[Page]:
↓
# Orvis for saltwater?



## JIMMYZ750 (Feb 20, 2007)

Just startin out and does anyone know if a Orvis Rocky Mountain 7/8 w/8wt and Orvis Clear Water 9'8wt 2pc rod would be OK for saltwater flats?
Thanks, Jimmy


----------



## skinny_water (Jun 11, 2008)

Are these rods that you have already, or that you want to buy?

A fly rod is a fly rod, just some cast differently than others. But for Orvis questions, Capt. John will have to chime in...

The only thing that may change is the type of line that you are using. One that can take the warmer climate, floats better, not bright orange...


----------



## JIMMYZ750 (Feb 20, 2007)

Have opportunity to buy the combo but not sure if the reel is designed for saltwater use or like a trolling motor that is not designed specifically for saltwater but will work just fine


----------



## skinny_water (Jun 11, 2008)

A fly reel is a fly reel. Some are exposed drag, some are sealed drag. If you take care of your equipment you don't have anything to worry about. There are no real gears that corrode, you may get salt build up in some areas that can be taken care of with a hose.

-Richard


----------



## BigAlPachecko (Nov 27, 2008)

As long as you don't drop it on a rock and bend it, and you rinse well after each use, this reel would probably do fine for most 8 wt SW species (redfish, snook, trout, small jacks). Bonefish might be a little fast for a reel without a decent drag, but then agan, if you learn to palm the reel carefully you can still get by just fine.   

The rod: a broomstick would be a fine place to start learning to cast. Buy what you can afford. Even cheap rods are pretty good once you know how to throw them. Then, if you fall in love with the stroke, you'll find a higher end rod will give you a more pleasurable experience. And isn't that what it's really all about?


----------



## Shadowcast (Feb 26, 2008)

> But for Orvis questions, Capt. Jon will have to chime in...


Okay...I can do that. The rod and reel combo you are describing will do fine for the flats. 8 weight is the standard. However the Rocky Mtn reel is not the greatest reel for the money that Orvis makes. The Battenkill Mid-Arbor IV or Large Arbor IV are great reels for just a little bit more. You will get far better quality for your value. As far as the rod goes, Orvis revamped the Clearwater II series and now those rods have more quality with a great price.....plus they come in 4 piece models now, too. If you live in Orlando, I suggest you make a trip to Andy Thornal Co. in Winter Haven. They are an Orvis dealer and run combo specials all the time. Ask for Allen Wyatt....863-299-9999.


----------



## flyfisheraa573 (Jun 26, 2008)

I have both items that you are talking about, and would agree with most that has been said on here about them. I would suggest this though, if you are just starting out, look around. I picked up a mid range 8 wt Redington outfit for around $85 with line and backing. Granted the line wasn't great, but for a 4 pc rod, a composite reel, line and backing...I was pleased. Free shipping too!
↑
[Supplied entries]:
↓
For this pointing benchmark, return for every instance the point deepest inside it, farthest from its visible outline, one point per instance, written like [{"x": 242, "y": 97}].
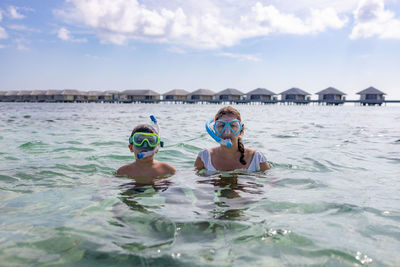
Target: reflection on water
[{"x": 331, "y": 197}]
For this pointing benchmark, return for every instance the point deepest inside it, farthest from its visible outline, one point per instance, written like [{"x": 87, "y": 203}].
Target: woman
[{"x": 230, "y": 155}]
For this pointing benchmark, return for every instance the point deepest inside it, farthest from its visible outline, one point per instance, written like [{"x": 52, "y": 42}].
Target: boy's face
[{"x": 136, "y": 150}]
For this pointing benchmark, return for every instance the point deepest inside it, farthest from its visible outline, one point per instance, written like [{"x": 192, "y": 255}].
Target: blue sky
[{"x": 164, "y": 45}]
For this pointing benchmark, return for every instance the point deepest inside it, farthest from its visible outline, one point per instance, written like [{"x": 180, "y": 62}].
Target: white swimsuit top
[{"x": 254, "y": 165}]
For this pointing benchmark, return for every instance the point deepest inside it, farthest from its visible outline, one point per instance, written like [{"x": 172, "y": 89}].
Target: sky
[{"x": 191, "y": 44}]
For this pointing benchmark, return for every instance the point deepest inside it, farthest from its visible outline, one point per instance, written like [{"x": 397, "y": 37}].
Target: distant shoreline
[{"x": 227, "y": 101}]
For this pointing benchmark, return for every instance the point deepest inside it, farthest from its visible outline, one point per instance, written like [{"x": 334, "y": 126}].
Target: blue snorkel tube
[
  {"x": 225, "y": 142},
  {"x": 149, "y": 153}
]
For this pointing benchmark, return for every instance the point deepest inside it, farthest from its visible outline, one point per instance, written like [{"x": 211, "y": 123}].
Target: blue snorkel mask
[{"x": 216, "y": 133}]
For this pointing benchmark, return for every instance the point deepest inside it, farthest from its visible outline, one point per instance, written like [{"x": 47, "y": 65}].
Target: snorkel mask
[
  {"x": 147, "y": 141},
  {"x": 220, "y": 127}
]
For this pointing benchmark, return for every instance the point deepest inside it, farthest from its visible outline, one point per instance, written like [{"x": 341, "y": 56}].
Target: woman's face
[{"x": 227, "y": 132}]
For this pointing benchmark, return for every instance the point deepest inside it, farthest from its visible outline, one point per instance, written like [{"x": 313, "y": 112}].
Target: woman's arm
[{"x": 198, "y": 164}]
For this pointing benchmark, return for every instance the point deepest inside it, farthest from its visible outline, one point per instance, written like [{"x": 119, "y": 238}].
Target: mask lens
[
  {"x": 145, "y": 139},
  {"x": 219, "y": 126}
]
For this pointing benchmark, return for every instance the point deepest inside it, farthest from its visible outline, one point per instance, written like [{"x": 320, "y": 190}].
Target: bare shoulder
[
  {"x": 198, "y": 164},
  {"x": 124, "y": 170},
  {"x": 250, "y": 151},
  {"x": 166, "y": 167}
]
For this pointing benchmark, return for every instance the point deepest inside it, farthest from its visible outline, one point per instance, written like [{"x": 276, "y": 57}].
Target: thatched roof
[
  {"x": 94, "y": 93},
  {"x": 206, "y": 92},
  {"x": 11, "y": 93},
  {"x": 330, "y": 91},
  {"x": 70, "y": 92},
  {"x": 38, "y": 92},
  {"x": 24, "y": 93},
  {"x": 294, "y": 91},
  {"x": 141, "y": 92},
  {"x": 53, "y": 92},
  {"x": 110, "y": 92},
  {"x": 261, "y": 91},
  {"x": 371, "y": 91},
  {"x": 230, "y": 91},
  {"x": 177, "y": 92}
]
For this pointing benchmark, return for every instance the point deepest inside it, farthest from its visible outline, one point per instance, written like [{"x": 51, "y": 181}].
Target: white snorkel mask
[
  {"x": 220, "y": 126},
  {"x": 150, "y": 140}
]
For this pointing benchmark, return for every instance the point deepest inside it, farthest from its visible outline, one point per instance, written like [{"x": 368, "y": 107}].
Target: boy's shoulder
[
  {"x": 166, "y": 167},
  {"x": 125, "y": 170}
]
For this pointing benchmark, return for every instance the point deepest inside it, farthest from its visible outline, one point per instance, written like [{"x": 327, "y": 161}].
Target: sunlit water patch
[{"x": 331, "y": 197}]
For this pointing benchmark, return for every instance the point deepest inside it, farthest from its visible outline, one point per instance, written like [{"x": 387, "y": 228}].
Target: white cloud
[
  {"x": 205, "y": 25},
  {"x": 242, "y": 57},
  {"x": 65, "y": 35},
  {"x": 13, "y": 13},
  {"x": 21, "y": 27},
  {"x": 372, "y": 19}
]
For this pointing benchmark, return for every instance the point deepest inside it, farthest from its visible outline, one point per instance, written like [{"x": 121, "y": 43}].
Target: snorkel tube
[
  {"x": 146, "y": 154},
  {"x": 225, "y": 142}
]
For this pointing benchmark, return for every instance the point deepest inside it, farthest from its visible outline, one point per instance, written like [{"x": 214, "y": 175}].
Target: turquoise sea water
[{"x": 331, "y": 197}]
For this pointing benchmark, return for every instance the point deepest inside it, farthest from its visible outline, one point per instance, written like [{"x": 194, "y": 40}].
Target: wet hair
[
  {"x": 144, "y": 128},
  {"x": 228, "y": 110}
]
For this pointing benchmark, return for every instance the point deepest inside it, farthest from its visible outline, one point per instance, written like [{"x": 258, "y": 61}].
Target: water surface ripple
[{"x": 331, "y": 197}]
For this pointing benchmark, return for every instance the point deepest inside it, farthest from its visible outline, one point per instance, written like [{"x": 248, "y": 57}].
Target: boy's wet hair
[{"x": 144, "y": 128}]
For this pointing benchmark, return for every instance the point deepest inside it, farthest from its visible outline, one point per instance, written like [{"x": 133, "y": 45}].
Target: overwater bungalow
[
  {"x": 144, "y": 95},
  {"x": 38, "y": 96},
  {"x": 71, "y": 95},
  {"x": 94, "y": 96},
  {"x": 54, "y": 96},
  {"x": 176, "y": 94},
  {"x": 10, "y": 96},
  {"x": 202, "y": 94},
  {"x": 331, "y": 96},
  {"x": 110, "y": 96},
  {"x": 23, "y": 96},
  {"x": 261, "y": 94},
  {"x": 295, "y": 95},
  {"x": 229, "y": 94},
  {"x": 371, "y": 96}
]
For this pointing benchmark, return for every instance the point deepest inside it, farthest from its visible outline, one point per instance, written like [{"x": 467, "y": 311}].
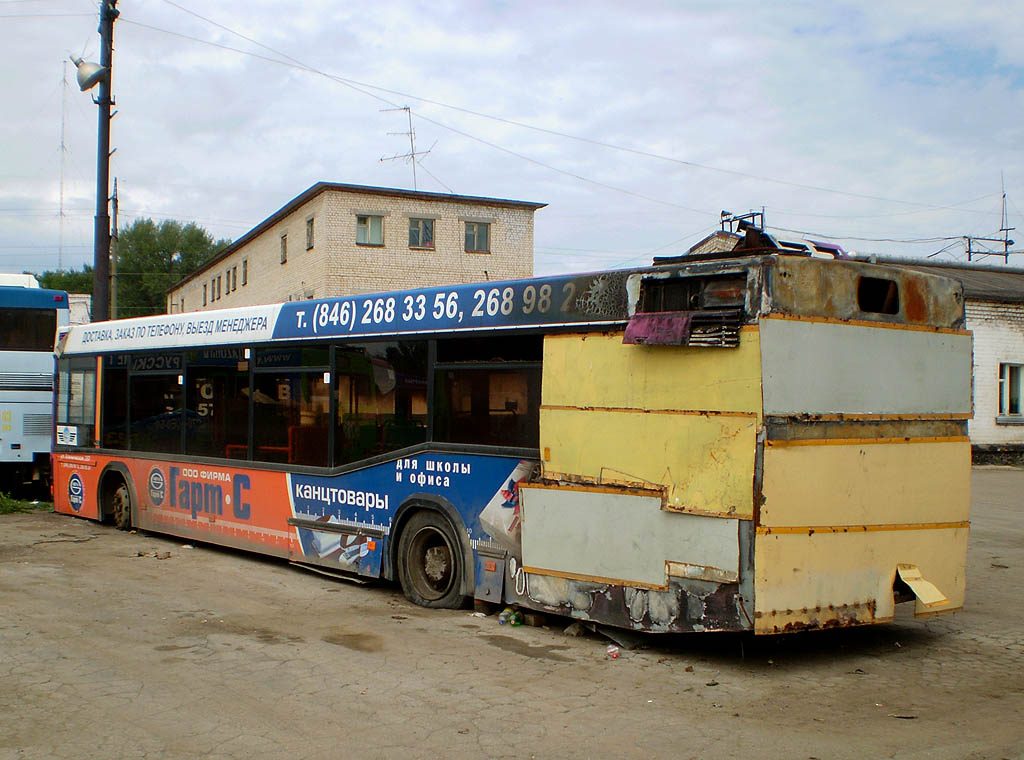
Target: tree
[
  {"x": 73, "y": 282},
  {"x": 153, "y": 257}
]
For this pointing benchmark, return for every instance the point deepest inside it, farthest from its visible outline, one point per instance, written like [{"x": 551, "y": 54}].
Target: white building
[{"x": 994, "y": 305}]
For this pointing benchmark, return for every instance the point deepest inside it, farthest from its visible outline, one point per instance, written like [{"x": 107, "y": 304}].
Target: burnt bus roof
[{"x": 796, "y": 285}]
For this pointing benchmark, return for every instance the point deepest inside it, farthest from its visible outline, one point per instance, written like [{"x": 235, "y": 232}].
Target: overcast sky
[{"x": 637, "y": 123}]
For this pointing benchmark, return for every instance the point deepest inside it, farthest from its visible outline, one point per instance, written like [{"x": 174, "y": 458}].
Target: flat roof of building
[{"x": 320, "y": 187}]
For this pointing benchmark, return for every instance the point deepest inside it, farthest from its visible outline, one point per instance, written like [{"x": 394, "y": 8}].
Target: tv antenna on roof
[
  {"x": 412, "y": 155},
  {"x": 1005, "y": 227}
]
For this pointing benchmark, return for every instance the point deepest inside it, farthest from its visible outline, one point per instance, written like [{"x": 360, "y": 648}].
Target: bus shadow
[{"x": 807, "y": 647}]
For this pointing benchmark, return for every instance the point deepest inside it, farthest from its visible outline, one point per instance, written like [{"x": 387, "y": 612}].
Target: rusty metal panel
[
  {"x": 819, "y": 288},
  {"x": 827, "y": 579},
  {"x": 865, "y": 482},
  {"x": 702, "y": 463},
  {"x": 826, "y": 368},
  {"x": 597, "y": 370},
  {"x": 622, "y": 538}
]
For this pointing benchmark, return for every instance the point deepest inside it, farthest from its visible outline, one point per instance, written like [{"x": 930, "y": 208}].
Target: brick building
[{"x": 338, "y": 240}]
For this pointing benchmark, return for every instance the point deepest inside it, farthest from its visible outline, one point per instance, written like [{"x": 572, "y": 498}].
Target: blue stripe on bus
[
  {"x": 566, "y": 299},
  {"x": 14, "y": 297}
]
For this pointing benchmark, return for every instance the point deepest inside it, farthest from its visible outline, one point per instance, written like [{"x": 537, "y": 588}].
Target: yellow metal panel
[
  {"x": 835, "y": 482},
  {"x": 597, "y": 370},
  {"x": 706, "y": 463},
  {"x": 845, "y": 578},
  {"x": 925, "y": 590}
]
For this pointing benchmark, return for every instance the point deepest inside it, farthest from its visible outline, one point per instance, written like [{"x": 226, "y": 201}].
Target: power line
[
  {"x": 420, "y": 116},
  {"x": 646, "y": 154}
]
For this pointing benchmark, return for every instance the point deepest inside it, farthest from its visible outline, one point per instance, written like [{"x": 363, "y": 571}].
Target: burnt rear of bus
[{"x": 772, "y": 444}]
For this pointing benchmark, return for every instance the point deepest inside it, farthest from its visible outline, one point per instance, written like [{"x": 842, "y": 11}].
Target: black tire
[
  {"x": 431, "y": 564},
  {"x": 120, "y": 503}
]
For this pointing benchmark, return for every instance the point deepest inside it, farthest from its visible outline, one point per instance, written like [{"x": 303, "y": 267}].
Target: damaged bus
[{"x": 757, "y": 439}]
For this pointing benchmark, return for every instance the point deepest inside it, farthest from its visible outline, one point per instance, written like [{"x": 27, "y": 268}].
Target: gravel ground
[{"x": 125, "y": 645}]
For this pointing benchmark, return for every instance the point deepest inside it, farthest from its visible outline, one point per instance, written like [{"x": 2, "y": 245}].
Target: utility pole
[
  {"x": 114, "y": 253},
  {"x": 101, "y": 230}
]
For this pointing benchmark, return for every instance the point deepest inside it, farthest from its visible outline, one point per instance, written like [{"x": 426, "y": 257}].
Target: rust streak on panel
[
  {"x": 811, "y": 530},
  {"x": 553, "y": 480},
  {"x": 865, "y": 441},
  {"x": 634, "y": 410},
  {"x": 865, "y": 323},
  {"x": 881, "y": 417},
  {"x": 595, "y": 579}
]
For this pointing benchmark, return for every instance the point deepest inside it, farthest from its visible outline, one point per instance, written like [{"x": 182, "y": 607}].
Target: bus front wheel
[{"x": 430, "y": 562}]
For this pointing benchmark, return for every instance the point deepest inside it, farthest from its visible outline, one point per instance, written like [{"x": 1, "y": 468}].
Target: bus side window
[
  {"x": 487, "y": 391},
  {"x": 291, "y": 406},
  {"x": 382, "y": 398},
  {"x": 156, "y": 398},
  {"x": 77, "y": 396},
  {"x": 878, "y": 296},
  {"x": 217, "y": 404},
  {"x": 114, "y": 415}
]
↑
[Task description]: Give again, word for word, everything in the saltwater Orvis thread from "## flyfisheraa573 (Jun" down to "Free shipping too!".

[Exercise answer]:
## flyfisheraa573 (Jun 26, 2008)

I have both items that you are talking about, and would agree with most that has been said on here about them. I would suggest this though, if you are just starting out, look around. I picked up a mid range 8 wt Redington outfit for around $85 with line and backing. Granted the line wasn't great, but for a 4 pc rod, a composite reel, line and backing...I was pleased. Free shipping too!